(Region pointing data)
- - -
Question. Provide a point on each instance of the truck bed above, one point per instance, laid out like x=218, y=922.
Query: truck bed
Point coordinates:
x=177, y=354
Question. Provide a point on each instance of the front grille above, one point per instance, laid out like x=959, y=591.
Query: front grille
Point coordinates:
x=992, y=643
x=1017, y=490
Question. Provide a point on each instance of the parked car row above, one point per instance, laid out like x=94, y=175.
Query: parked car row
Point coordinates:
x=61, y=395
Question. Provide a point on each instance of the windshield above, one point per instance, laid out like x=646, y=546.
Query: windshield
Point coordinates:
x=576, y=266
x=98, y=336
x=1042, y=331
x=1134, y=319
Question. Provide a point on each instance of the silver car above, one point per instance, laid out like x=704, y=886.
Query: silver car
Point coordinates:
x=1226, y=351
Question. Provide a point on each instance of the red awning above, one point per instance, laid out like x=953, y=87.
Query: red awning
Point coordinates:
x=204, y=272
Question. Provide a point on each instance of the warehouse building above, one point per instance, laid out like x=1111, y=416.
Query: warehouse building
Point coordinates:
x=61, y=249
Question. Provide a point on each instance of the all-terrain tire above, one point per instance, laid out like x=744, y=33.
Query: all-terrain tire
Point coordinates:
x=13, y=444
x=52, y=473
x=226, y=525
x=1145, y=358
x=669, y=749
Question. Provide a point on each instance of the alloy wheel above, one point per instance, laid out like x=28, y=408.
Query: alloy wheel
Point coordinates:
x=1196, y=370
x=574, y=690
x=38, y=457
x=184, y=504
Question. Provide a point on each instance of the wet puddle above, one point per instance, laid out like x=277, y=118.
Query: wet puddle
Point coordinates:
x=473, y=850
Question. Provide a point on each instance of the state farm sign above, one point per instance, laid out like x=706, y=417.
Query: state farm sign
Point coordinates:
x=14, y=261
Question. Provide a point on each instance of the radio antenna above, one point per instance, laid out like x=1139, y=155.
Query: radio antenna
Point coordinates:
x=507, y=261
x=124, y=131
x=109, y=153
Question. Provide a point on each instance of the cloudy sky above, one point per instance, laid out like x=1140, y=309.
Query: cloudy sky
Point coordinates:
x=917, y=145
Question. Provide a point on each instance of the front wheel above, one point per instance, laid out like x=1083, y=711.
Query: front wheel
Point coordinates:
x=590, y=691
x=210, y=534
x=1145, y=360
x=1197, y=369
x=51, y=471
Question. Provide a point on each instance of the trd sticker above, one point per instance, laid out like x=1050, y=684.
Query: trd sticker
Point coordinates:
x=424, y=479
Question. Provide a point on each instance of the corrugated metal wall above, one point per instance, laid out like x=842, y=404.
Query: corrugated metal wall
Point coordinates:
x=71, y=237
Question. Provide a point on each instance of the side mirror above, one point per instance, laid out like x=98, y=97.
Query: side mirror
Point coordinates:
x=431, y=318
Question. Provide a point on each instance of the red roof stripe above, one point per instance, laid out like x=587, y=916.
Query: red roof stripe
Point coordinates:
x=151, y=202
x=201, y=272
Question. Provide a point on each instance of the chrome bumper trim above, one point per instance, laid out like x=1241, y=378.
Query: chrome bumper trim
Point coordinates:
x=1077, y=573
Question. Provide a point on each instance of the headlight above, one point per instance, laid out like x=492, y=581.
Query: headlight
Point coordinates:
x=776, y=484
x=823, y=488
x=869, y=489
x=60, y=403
- - -
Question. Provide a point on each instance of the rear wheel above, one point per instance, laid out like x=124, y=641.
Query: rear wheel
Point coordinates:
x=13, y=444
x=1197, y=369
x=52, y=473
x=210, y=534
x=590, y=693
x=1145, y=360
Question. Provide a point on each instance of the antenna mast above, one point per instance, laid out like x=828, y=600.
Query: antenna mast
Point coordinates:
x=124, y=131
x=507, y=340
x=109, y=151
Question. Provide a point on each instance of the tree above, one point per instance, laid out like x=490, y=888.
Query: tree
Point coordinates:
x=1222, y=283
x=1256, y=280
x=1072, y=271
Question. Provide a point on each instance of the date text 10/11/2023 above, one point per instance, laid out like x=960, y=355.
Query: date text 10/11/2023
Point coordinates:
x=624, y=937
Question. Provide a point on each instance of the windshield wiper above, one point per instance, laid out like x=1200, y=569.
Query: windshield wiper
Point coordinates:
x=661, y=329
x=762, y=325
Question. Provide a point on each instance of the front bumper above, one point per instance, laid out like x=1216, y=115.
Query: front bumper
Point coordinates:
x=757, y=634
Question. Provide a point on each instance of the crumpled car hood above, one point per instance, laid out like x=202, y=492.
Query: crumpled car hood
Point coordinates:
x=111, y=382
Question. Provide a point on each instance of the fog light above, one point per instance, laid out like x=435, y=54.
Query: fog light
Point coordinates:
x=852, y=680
- - -
• REQUIREMENT
Wherever the word "mirror" turns up in the records above, copy the line that holds it.

• WRITTEN ANSWER
Question. Provide a point on each instance of the side mirror above, one point per instance, laid out like x=98, y=97.
Query: side mirror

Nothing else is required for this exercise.